- _Excerpted text_
★ ★ ★ ★ ★ ★ ★

The hmp gene encoding the NO-inducible flavohaemoglobin in Escherichia coli confers a protective advantage in resisting killing within macrophages, but not in vitro: links with swarming motility.

Escherichia coli flavohaemoglobin (Hmp) is the best-understood nitric oxide (NO) detoxifying protein and exhibits a robust dioxygenase activity, converting NO to nitrate ion with oxygen as co-substrate. Synthesis of Hmp via transcriptional regulation of hmp gene expression is an adaptive response to NO and related nitrosative stresses since Hmp levels are greatly elevated on exposure in vitro to these agents. Here we show that expression of hmp is greatly enhanced by NO but not by other haem ligands (azide, cyanide and carbon monoxide). Flavohaemoglobins of other pathogenic bacteria have been implicated in conferring resistance to NO in vitro and in macrophage-like cells but the role of the E. coli flavohaemoglobin has not been studied in macrophages. We therefore compared survival of wild-type K-12 E. coli cells and an isogenic hmp mutant after internalisation by human macrophages. Wild-type bacteria survived significantly better than the hmp mutant after incubation with macrophages, despite binding and internalisation rates being similar for both strains. Unexpectedly, however, when grown in MOPS minimal medium, in mixed cultures, more hmp mutant cells were recovered than wild-type. Significantly, an hmp mutant failed to exhibit swarming motility on soft agar and this phenotype was rescued by a plasmid-borne copy of the wild-type hmp(+) gene. Thus, although Hmp constitutes an important mechanism of protection from NO-mediated killing by human macrophages in the model E. coli strain K-12, and probably contributes to the survival of enteropathogenic E. coli during the intestinal inflammatory response, synthesis of Hmp in vitro may represent a selective disadvantage. The lack of swarming motility of the hmp mutant and its aflagellate state suggest that Hmp synthesis is a metabolic burden in the absence of NO-related stresses.

★ ★ ★ ★ ★ ★ ★

- _Material supplied_
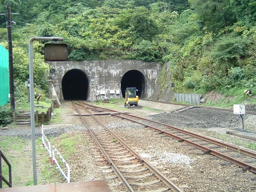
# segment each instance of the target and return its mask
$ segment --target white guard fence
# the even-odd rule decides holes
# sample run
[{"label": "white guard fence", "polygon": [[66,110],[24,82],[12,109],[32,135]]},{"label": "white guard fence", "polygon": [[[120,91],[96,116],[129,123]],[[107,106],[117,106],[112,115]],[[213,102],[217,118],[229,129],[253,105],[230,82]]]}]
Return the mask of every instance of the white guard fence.
[{"label": "white guard fence", "polygon": [[[68,183],[70,182],[70,168],[69,167],[69,164],[66,162],[66,161],[64,160],[63,157],[60,155],[59,153],[57,151],[56,148],[53,146],[52,148],[51,148],[51,143],[50,143],[50,141],[47,139],[47,138],[45,136],[45,135],[44,134],[44,129],[43,129],[43,125],[41,125],[41,130],[42,130],[42,146],[44,146],[44,148],[46,148],[47,150],[47,151],[48,152],[50,156],[50,162],[51,163],[53,163],[53,164],[56,164],[58,168],[59,168],[59,171],[60,173],[62,174],[63,176],[66,179],[67,179],[67,181]],[[48,145],[46,144],[45,139],[46,140],[47,142]],[[60,160],[62,161],[62,162],[64,163],[65,165],[66,168],[67,168],[67,174],[65,174],[64,171],[62,169],[61,167],[60,166],[59,166],[59,163],[58,163],[58,161],[55,158],[55,153],[56,153],[56,155],[58,155],[60,159]]]}]

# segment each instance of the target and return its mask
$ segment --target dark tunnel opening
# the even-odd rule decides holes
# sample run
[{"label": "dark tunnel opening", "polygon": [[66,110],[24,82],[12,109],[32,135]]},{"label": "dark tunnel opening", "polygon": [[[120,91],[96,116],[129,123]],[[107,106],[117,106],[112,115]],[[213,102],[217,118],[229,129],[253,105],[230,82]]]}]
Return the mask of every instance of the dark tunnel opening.
[{"label": "dark tunnel opening", "polygon": [[137,70],[127,71],[121,80],[121,90],[123,97],[125,97],[125,90],[126,88],[136,88],[137,95],[139,98],[145,97],[145,80],[143,74]]},{"label": "dark tunnel opening", "polygon": [[88,98],[88,78],[80,70],[68,71],[63,76],[61,86],[64,100],[87,100]]}]

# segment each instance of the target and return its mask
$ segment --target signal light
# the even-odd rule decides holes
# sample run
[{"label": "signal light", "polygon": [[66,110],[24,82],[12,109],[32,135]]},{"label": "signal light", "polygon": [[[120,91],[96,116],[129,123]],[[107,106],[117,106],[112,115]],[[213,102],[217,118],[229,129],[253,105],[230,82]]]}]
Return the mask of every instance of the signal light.
[{"label": "signal light", "polygon": [[66,44],[46,44],[45,60],[51,61],[62,61],[68,60],[68,45]]}]

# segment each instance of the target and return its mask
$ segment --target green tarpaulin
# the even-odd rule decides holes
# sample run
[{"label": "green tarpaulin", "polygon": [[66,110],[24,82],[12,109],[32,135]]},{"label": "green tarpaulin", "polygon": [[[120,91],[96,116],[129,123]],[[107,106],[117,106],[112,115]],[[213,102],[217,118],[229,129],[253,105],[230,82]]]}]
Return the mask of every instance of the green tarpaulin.
[{"label": "green tarpaulin", "polygon": [[9,101],[9,53],[0,45],[0,106],[4,106]]}]

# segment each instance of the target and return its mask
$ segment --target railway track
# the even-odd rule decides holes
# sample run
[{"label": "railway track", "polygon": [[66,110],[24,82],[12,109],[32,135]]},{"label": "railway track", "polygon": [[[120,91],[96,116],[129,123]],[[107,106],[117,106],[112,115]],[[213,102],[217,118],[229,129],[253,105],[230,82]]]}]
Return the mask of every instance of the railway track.
[{"label": "railway track", "polygon": [[[93,112],[95,112],[95,109],[90,107],[89,110],[88,106],[84,107],[84,103],[81,102],[73,103],[100,151],[100,154],[95,152],[100,163],[100,168],[106,173],[111,174],[109,179],[118,178],[121,181],[125,188],[122,191],[163,192],[170,189],[173,191],[182,191],[163,173],[102,124],[93,114]],[[90,115],[84,114],[82,116],[81,113]],[[119,181],[112,184],[112,187],[120,187],[120,186]]]},{"label": "railway track", "polygon": [[[87,105],[88,108],[94,108],[94,110],[95,110],[95,105],[89,103],[84,104]],[[183,142],[191,145],[193,146],[193,148],[190,148],[191,150],[195,149],[201,150],[202,152],[198,154],[209,154],[215,156],[212,159],[220,158],[227,161],[221,164],[222,165],[228,164],[237,165],[242,168],[242,169],[238,169],[238,172],[245,172],[249,170],[254,174],[256,173],[255,166],[256,154],[254,153],[167,124],[159,123],[147,119],[114,110],[106,110],[98,106],[97,106],[97,108],[98,108],[98,112],[106,113],[106,110],[109,112],[111,111],[112,113],[112,116],[139,124],[144,127],[154,130],[160,134],[175,138],[180,142]],[[117,115],[117,113],[119,114]],[[252,178],[252,179],[254,179]]]},{"label": "railway track", "polygon": [[[140,99],[142,100],[145,100],[145,101],[147,100],[147,99]],[[179,113],[180,112],[184,111],[184,110],[189,109],[191,109],[193,108],[205,109],[209,109],[209,110],[211,110],[226,111],[226,112],[231,112],[231,113],[233,112],[233,110],[231,109],[217,108],[213,108],[213,107],[210,107],[210,106],[201,106],[201,105],[199,106],[199,105],[189,105],[189,104],[187,104],[177,103],[173,103],[173,102],[167,102],[167,101],[157,101],[157,100],[151,100],[150,101],[155,102],[158,102],[158,103],[160,103],[172,104],[174,104],[174,105],[183,106],[183,107],[181,108],[181,109],[177,109],[176,110],[174,110],[174,111],[172,112],[172,113]],[[182,110],[182,109],[183,109],[183,110]],[[251,111],[246,111],[246,114],[250,114],[250,115],[256,115],[256,112],[251,112]]]}]

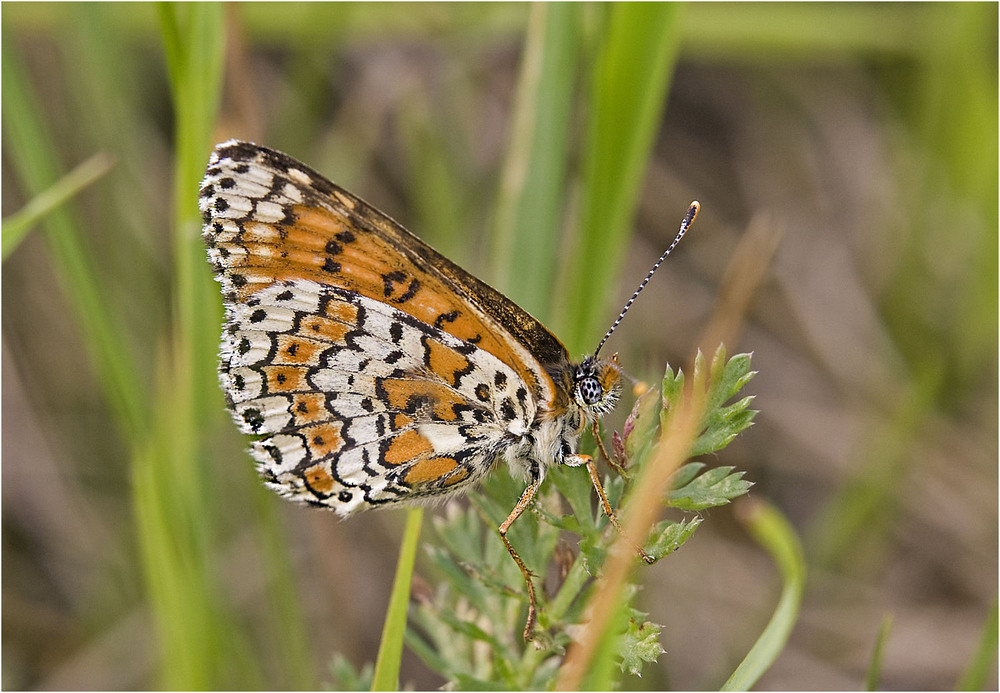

★ ★ ★ ★ ★ ★ ★

- _Task requirements_
1) In the flavohaemoglobin abstract, reproduce the passage starting at the words "The hmp gene" and ending after "with swarming motility.".
2) Which haem ligands does the flavohaemoglobin abstract say did not greatly enhance hmp expression?

- _Exercise responses_
1)
The hmp gene encoding the NO-inducible flavohaemoglobin in Escherichia coli confers a protective advantage in resisting killing within macrophages, but not in vitro: links with swarming motility.

2) Azide, cyanide and carbon monoxide.